Please convert every line of the rows below into a JSON list of strings, one string per line, with blank lines left out.

Source data
============

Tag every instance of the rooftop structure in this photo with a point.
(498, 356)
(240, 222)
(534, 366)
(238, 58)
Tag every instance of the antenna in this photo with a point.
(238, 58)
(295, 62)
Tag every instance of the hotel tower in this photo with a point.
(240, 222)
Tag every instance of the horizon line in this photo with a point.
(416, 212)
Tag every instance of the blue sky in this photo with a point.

============

Final result
[
  "Tag every instance of the rooftop structure in this photo with a point.",
  "(498, 356)",
  "(240, 222)",
  "(534, 366)",
  "(238, 58)",
  "Tag every instance of the antenna in this photo with a point.",
  "(238, 58)",
  "(295, 62)",
  "Tag every instance of the hotel tower in this photo with a point.",
  "(240, 222)",
  "Tag every instance of the horizon line in this photo with a point.",
  "(416, 212)",
  "Tag every instance of the blue sky in this photo with a point."
]